- **Activity**
All entries must be set down once more, precisely as given.

- **Recorded data**

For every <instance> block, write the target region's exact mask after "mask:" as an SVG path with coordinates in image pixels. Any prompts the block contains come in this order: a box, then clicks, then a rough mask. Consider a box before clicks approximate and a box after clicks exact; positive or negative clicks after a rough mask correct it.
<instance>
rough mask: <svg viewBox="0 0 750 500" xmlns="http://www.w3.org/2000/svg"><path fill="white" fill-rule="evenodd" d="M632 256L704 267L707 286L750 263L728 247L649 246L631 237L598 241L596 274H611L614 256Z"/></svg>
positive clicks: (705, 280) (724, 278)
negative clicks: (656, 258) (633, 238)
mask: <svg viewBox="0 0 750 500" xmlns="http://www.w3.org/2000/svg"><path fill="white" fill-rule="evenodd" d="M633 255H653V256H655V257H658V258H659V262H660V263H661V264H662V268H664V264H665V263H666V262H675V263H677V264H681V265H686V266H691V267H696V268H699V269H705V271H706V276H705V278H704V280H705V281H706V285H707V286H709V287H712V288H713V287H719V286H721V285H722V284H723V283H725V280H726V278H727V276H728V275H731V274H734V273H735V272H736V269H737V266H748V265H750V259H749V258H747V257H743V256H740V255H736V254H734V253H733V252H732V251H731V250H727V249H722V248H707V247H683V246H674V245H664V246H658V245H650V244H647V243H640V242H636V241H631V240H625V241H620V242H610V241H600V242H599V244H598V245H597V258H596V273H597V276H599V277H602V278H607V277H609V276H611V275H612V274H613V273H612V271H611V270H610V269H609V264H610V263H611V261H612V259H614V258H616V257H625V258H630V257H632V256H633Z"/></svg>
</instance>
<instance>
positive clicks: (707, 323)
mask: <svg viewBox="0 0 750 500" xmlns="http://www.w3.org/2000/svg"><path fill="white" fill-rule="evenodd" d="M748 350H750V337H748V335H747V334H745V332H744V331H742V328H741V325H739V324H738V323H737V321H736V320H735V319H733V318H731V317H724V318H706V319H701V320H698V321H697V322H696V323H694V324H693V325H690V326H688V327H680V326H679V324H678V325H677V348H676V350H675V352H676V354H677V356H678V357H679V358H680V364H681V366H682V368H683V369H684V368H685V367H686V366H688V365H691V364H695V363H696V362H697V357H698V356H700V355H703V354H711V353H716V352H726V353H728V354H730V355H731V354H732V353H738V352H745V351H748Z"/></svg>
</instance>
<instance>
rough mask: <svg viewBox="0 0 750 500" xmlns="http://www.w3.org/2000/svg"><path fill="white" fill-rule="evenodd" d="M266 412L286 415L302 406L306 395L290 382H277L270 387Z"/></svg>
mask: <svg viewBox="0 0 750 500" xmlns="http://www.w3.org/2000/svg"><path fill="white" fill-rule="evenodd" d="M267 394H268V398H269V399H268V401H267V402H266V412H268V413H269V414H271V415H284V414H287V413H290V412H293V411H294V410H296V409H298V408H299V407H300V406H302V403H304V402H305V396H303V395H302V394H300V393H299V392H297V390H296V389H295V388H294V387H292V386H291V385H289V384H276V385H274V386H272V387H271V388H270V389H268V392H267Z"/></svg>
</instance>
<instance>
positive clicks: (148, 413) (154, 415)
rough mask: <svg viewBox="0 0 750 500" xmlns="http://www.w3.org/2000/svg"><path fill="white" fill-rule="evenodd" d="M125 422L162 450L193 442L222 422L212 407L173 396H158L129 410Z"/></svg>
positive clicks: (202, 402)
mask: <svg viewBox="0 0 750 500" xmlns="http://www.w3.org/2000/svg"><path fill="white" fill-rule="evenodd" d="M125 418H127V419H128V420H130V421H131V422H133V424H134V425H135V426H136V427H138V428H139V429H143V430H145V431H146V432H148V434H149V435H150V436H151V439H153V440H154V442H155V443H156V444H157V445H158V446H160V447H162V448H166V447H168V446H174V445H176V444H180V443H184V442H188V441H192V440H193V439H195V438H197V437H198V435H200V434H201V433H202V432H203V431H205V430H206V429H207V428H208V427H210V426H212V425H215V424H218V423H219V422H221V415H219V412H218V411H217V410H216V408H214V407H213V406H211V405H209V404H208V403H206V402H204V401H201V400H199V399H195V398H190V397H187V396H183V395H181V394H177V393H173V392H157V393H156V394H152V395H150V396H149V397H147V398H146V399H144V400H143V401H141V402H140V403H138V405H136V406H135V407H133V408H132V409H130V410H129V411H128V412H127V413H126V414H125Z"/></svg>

- **Result below**
For every <instance> block, write the target region's exact mask after "mask:" as an SVG path with coordinates in image pixels. Any prompts the block contains come in this order: a box, then clicks, then a rough mask. Consider a box before clicks approximate and a box after clicks exact; positive or negative clicks after a rough mask correct it.
<instance>
rough mask: <svg viewBox="0 0 750 500" xmlns="http://www.w3.org/2000/svg"><path fill="white" fill-rule="evenodd" d="M632 256L704 267L707 286L750 263L728 247L649 246L631 237L598 241L596 274H611L614 256Z"/></svg>
positive clicks: (705, 280) (724, 278)
negative clicks: (656, 258) (633, 238)
mask: <svg viewBox="0 0 750 500" xmlns="http://www.w3.org/2000/svg"><path fill="white" fill-rule="evenodd" d="M633 255H653V256H655V257H658V258H659V262H660V263H661V264H662V268H664V264H665V263H666V262H675V263H677V264H681V265H686V266H691V267H696V268H699V269H705V271H706V276H705V278H704V280H705V281H706V285H707V286H709V287H712V288H713V287H719V286H721V285H722V284H723V283H725V280H726V278H727V276H728V275H731V274H734V273H735V272H736V269H737V266H748V265H750V259H749V258H747V257H743V256H740V255H736V254H734V253H733V252H732V251H731V250H727V249H722V248H707V247H683V246H674V245H664V246H658V245H650V244H647V243H640V242H636V241H631V240H625V241H620V242H610V241H600V242H599V244H598V245H597V258H596V273H597V276H599V277H602V278H607V277H609V276H611V275H612V274H613V273H612V271H611V270H610V269H609V264H610V263H611V261H612V259H614V258H616V257H625V258H630V257H632V256H633Z"/></svg>
</instance>
<instance>
positive clicks: (707, 323)
mask: <svg viewBox="0 0 750 500" xmlns="http://www.w3.org/2000/svg"><path fill="white" fill-rule="evenodd" d="M748 350H750V337H748V335H747V334H745V332H744V331H742V328H741V325H739V324H738V323H737V321H736V320H735V319H733V318H731V317H724V318H706V319H701V320H698V321H697V322H696V323H694V324H693V325H690V326H688V327H680V326H679V324H678V325H677V348H676V350H675V352H676V354H677V356H678V357H679V358H680V364H681V366H682V368H683V369H684V368H685V367H686V366H688V365H691V364H695V363H696V362H697V357H698V356H700V355H703V354H711V353H716V352H726V353H728V354H730V355H731V354H732V353H738V352H745V351H748Z"/></svg>
</instance>
<instance>
rough mask: <svg viewBox="0 0 750 500" xmlns="http://www.w3.org/2000/svg"><path fill="white" fill-rule="evenodd" d="M266 412L286 415L302 406L306 395L290 382H277L270 387Z"/></svg>
mask: <svg viewBox="0 0 750 500" xmlns="http://www.w3.org/2000/svg"><path fill="white" fill-rule="evenodd" d="M267 394H268V398H269V399H268V401H267V402H266V412H268V413H269V414H271V415H284V414H287V413H290V412H293V411H294V410H296V409H298V408H299V407H300V406H302V403H304V402H305V396H303V395H302V394H300V393H299V392H297V390H296V389H295V388H294V387H292V386H291V385H289V384H276V385H274V386H272V387H271V388H270V389H268V392H267Z"/></svg>
</instance>
<instance>
positive clicks: (148, 413) (154, 415)
rough mask: <svg viewBox="0 0 750 500" xmlns="http://www.w3.org/2000/svg"><path fill="white" fill-rule="evenodd" d="M125 422L162 450L193 442L222 422L212 407L173 396H158L129 410Z"/></svg>
positive clicks: (202, 402)
mask: <svg viewBox="0 0 750 500" xmlns="http://www.w3.org/2000/svg"><path fill="white" fill-rule="evenodd" d="M125 418H127V419H128V420H130V421H131V422H133V424H134V425H135V426H136V427H138V428H139V429H143V430H145V431H146V432H148V434H149V435H150V436H151V439H153V440H154V442H155V443H156V444H157V445H158V446H160V447H162V448H166V447H168V446H174V445H176V444H180V443H184V442H188V441H192V440H193V439H195V438H197V437H198V435H200V434H201V433H202V432H203V431H205V430H206V429H207V428H208V427H210V426H212V425H215V424H218V423H219V422H221V415H219V412H218V411H217V410H216V408H214V407H213V406H211V405H209V404H208V403H206V402H204V401H201V400H199V399H195V398H190V397H187V396H183V395H181V394H177V393H173V392H157V393H156V394H152V395H150V396H149V397H147V398H146V399H144V400H143V401H141V402H140V403H138V405H136V406H135V407H133V408H132V409H130V410H129V411H128V412H127V413H126V414H125Z"/></svg>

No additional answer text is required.